**MATERIAL FOR THE TASK:**
--- --- ---

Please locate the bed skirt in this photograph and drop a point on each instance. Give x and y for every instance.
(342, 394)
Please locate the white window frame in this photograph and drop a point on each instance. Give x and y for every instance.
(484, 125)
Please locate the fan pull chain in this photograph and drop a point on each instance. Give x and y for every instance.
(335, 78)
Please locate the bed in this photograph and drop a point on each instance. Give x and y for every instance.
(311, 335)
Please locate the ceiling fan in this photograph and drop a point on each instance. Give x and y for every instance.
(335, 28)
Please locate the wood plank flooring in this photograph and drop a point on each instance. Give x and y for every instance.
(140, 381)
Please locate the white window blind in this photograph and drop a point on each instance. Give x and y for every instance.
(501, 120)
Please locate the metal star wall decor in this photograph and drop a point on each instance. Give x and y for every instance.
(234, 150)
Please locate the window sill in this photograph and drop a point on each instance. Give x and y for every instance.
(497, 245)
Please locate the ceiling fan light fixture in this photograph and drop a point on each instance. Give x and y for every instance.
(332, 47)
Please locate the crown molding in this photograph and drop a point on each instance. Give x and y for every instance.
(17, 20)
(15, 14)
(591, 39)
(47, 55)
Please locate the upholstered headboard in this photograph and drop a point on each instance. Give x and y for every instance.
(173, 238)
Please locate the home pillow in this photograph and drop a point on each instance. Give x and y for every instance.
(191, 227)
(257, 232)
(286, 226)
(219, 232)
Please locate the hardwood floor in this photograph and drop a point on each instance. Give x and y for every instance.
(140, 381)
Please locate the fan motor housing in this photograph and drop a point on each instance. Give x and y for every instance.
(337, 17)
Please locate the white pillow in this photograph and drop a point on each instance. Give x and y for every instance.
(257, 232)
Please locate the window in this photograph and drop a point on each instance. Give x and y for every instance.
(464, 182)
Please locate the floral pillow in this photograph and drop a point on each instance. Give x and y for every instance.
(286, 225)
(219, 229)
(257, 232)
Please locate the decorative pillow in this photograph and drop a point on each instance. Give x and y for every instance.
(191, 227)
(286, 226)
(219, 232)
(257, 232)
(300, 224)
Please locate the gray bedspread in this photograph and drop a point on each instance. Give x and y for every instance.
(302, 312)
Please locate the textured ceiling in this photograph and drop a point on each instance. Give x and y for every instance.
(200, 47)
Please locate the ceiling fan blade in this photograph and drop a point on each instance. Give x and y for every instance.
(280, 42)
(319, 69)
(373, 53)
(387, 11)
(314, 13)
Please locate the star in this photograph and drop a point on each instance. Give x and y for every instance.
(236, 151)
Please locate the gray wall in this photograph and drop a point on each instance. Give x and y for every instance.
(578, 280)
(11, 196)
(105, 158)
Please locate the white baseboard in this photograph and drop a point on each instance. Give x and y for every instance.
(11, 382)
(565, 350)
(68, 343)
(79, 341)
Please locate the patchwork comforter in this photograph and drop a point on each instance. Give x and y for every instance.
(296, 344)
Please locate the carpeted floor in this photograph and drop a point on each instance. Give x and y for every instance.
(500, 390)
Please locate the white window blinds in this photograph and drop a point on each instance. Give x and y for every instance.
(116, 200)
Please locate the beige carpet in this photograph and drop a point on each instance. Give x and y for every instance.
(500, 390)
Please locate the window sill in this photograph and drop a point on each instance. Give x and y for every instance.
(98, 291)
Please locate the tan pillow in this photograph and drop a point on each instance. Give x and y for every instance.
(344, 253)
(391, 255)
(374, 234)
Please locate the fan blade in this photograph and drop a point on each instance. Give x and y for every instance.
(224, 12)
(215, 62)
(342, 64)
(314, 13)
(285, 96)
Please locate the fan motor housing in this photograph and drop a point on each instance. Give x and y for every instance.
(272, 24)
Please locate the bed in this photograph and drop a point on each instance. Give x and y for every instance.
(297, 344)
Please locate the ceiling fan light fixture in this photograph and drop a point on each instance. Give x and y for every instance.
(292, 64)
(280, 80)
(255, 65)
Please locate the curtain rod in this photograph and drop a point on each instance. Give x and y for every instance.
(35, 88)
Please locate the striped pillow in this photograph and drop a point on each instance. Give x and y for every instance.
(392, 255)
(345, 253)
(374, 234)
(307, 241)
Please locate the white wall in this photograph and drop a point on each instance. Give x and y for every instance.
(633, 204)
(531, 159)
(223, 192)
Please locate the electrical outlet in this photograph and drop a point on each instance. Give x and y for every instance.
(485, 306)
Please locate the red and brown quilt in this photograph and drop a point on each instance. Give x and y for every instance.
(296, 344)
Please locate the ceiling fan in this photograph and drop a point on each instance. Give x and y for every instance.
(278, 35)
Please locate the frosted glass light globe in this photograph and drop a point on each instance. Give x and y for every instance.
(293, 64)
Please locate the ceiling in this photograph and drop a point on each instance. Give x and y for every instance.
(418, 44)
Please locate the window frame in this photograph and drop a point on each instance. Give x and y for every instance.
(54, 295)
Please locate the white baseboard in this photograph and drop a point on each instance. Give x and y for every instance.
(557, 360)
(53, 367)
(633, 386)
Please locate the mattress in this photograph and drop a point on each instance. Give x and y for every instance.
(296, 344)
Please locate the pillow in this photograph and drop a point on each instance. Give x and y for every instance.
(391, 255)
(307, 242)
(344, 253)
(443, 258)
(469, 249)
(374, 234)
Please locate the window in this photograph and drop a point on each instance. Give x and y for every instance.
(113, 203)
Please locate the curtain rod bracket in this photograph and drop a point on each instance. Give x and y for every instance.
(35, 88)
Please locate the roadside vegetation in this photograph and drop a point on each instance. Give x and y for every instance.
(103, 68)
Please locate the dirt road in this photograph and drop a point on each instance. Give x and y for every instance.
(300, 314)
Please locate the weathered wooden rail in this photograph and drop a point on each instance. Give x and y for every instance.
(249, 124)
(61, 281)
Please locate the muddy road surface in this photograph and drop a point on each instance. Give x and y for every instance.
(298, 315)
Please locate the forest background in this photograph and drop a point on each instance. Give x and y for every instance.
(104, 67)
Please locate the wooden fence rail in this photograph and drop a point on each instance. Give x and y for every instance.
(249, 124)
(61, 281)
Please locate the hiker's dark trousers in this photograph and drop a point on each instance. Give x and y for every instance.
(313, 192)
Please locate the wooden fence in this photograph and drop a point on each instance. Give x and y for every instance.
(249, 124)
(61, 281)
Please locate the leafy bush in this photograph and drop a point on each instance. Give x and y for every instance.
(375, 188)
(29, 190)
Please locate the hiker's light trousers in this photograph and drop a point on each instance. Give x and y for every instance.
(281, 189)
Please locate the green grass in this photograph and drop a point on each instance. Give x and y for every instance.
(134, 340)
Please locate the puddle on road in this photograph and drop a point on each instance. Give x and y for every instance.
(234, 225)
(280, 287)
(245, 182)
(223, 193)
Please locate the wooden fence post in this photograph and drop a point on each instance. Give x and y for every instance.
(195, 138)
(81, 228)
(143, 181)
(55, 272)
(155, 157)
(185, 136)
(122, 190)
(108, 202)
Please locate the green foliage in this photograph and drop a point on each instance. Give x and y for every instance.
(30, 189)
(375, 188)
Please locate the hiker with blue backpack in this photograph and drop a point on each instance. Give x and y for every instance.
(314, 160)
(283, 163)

--- --- ---

**INSTRUCTIONS TO FOLLOW:**
Copy every line that appears above, with each word kept as it is.

**EXERCISE RESULT:**
Please locate the bed skirt in this photograph and drop a point on each instance. Give x and y for every instance.
(342, 394)
Please locate the white window frame in this photograph and drop a point on each instance. Give x and y for every instance.
(484, 125)
Please locate the fan pull chain in this photograph and drop a point on each instance. Give x and y for every instance.
(335, 78)
Please locate the bed in this photograph and drop a point on each instance. Give x and y for every instance.
(311, 335)
Please locate the ceiling fan in this photograph and drop a point on each instance. Give x and y for every instance.
(335, 28)
Please locate the wood plank flooring in this photograph and drop a point on each instance. Give x and y for every instance.
(140, 381)
Please locate the white window blind in this photograph and drop a point on each instance. Give x and y for every instance.
(501, 120)
Please locate the metal star wall decor in this photograph and drop a point on each instance. Give x and y for every instance.
(234, 150)
Please locate the window sill in this photograph and drop a point on each instance. Give x and y for every instance.
(497, 245)
Please locate the ceiling fan light fixture in this photograph and drop a point on each instance. Give x and y for every instance.
(332, 47)
Please locate the crown molding in this photograph and drop a point on each instance. Give x and y for every instance.
(17, 20)
(15, 14)
(591, 39)
(47, 55)
Please locate the upholstered headboard in this photograph and drop a point on each instance. Give x and y for every instance.
(173, 238)
Please locate the home pillow in this photograph and drop a point on each instance. Give x and y for every instance.
(191, 227)
(257, 232)
(286, 226)
(219, 232)
Please locate the hardwood floor in this photograph and drop a point on each instance. Give x and y for every instance.
(140, 381)
Please locate the fan motor housing in this photograph and drop a point on each instance. Give x and y for every instance.
(337, 17)
Please locate the white pillow in this photograph and drop a point on each instance. Give x and y for every instance.
(257, 232)
Please locate the window in this photograph and drop a point on each instance. Give x and y for every instance.
(464, 182)
Please locate the floral pillow in this photograph and drop a point on each instance. Give x and y for every instance.
(286, 225)
(219, 229)
(257, 232)
Please locate the decorative pillow in this photograph and drop a point on each instance. Give x and y for every instance.
(191, 227)
(286, 226)
(219, 232)
(257, 232)
(300, 224)
Please locate the gray bedspread in this photograph and drop a point on each instance. Give x and y for every instance.
(302, 312)
Please locate the textured ceiling in this photograph and drop a point on each instance. Give x and y for every instance.
(200, 47)
Please locate the ceiling fan blade in this photograph and drop a point on each instance. Give x and y for every instance.
(280, 42)
(319, 69)
(373, 53)
(387, 11)
(314, 13)
Please locate the star in this photograph and drop a point on each instance. Give x and y for every instance.
(236, 151)
Please locate the gray wall in this photograph and drop a point on each instance. Give x and y for every instance.
(578, 280)
(11, 196)
(105, 158)
Please locate the white baseboard in this photograph and drop a point on each instance. Give x and y for every instance.
(11, 382)
(565, 350)
(68, 343)
(79, 341)
Please locate the patchwork comforter in this photograph and drop a point on each instance. Give x and y for every instance.
(296, 344)
Please locate the carpeted floor in this photograph and drop a point on each instance. Give x and y for every instance.
(500, 390)
Please locate the white window blinds in this photograph and drop a point on each instance. Give x and y for every instance.
(116, 200)
Please locate the beige carpet in this photograph and drop a point on each instance. Give x and y for every instance.
(500, 390)
Please locate the window sill in this photograph and drop a point on each instance. Give x and y for every instance.
(98, 291)
Please locate the tan pillow in this photograph and drop a point on each instance. Give x and y for every instance.
(344, 253)
(391, 255)
(374, 234)
Please locate the fan blade in this photograph and drop a point on each instance. Give x and y for every instance.
(224, 12)
(215, 62)
(342, 64)
(314, 13)
(285, 96)
Please locate the fan motor housing in this photograph and drop a point on each instance. Give x and y for every instance.
(272, 24)
Please locate the bed in this photograph and drop a point on each instance. Give x and y for every instance.
(297, 344)
Please locate the ceiling fan light fixture in this photograph and drop a point on each instance. Give x and y for every instance.
(292, 64)
(280, 80)
(255, 65)
Please locate the curtain rod in this photograph and drop a point on each instance. Give x and y for every instance.
(35, 88)
Please locate the striped pillow in this photograph and drop a point on each instance. Give x and y for every instance.
(392, 255)
(345, 253)
(374, 234)
(307, 241)
Please locate the white wall in this photograph and drop a point on each instance. Give x and y for every instance.
(633, 204)
(531, 159)
(223, 192)
Please locate the electrical outlet in this photograph and drop a point on each instance. Give x and y for every instance.
(485, 306)
Please locate the red and brown quilt in this photograph and drop a point on each instance. Give x and y for every instance.
(296, 344)
Please locate the ceiling fan in this photograph and drop a point on each instance. Give x and y for every instance.
(278, 35)
Please locate the frosted glass light globe in this photograph and drop a point on each instance. Give x and y for every instance.
(293, 64)
Please locate the ceiling in this photograph and drop a point on each instance. Give x and y for every instance.
(418, 44)
Please locate the window frame in this photograph and drop a point on each instance. Give x and y for every instance.
(54, 295)
Please locate the white baseboard in this photograph and drop a point on each instance. Give x and y for every instance.
(557, 360)
(53, 367)
(633, 386)
Please locate the mattress in this photograph and drop a point on each instance. Give x and y for every instance.
(296, 344)
Please locate the pillow in this photograph and drop a point on each instance. Give x and y for every instance.
(391, 255)
(307, 242)
(344, 253)
(443, 258)
(469, 249)
(374, 234)
Please locate the window in this photograph and drop a point on each instance. Give x and y for every instance.
(113, 203)
Please locate the curtain rod bracket in this photograph and drop a point on each instance. Give x and y for every instance.
(35, 88)
Please locate the roadside vegetation in this photograph and drop a point on each instance. Give x and y for every instance.
(103, 68)
Please locate the dirt road in this photograph and drop a point on each instance. Give x and y for every instance.
(300, 314)
Please locate the weathered wooden rail in this photograph and drop a point on each instance. Give x and y for every instance.
(249, 124)
(61, 281)
Please locate the muddy road surface in this photograph and drop a point on each instance. Give x and y for every instance.
(298, 315)
Please locate the forest background in this photograph and drop a point on each instance. Give x and y for every instance.
(104, 67)
Please locate the wooden fence rail in this photograph and drop a point on each instance. Give x and y for every instance.
(249, 124)
(61, 281)
Please locate the hiker's dark trousers in this photograph and drop a point on each instance. Give x and y for every instance.
(313, 192)
Please locate the wooden fence in this photograph and drop a point on each instance. Give x and y for every instance.
(249, 124)
(61, 281)
Please locate the leafy bush in this photograph and drop a point on each instance. Give x and y for every instance.
(375, 188)
(29, 190)
Please locate the hiker's light trousers in this photograph and drop a point on each instance. Give x and y for every instance.
(281, 189)
Please locate the green grass in this photograph and drop a point on each instance. Give x and y for every instance.
(134, 340)
Please locate the puddle on road in this photograph and drop a point on each instance. Give x and y for every instance.
(234, 225)
(280, 287)
(245, 182)
(223, 193)
Please locate the wooden fence post in this photograph and drop a point on each instance. Give x and y for every instance.
(195, 138)
(81, 228)
(143, 181)
(55, 272)
(155, 157)
(185, 136)
(122, 190)
(108, 202)
Please locate the green foliage in this photograph and drop a point on each instance. Give x and y for every instance.
(30, 189)
(375, 188)
Please locate the hiker with blue backpack in this photograph and drop a point on each instance. Give x and y for every instance.
(314, 160)
(283, 163)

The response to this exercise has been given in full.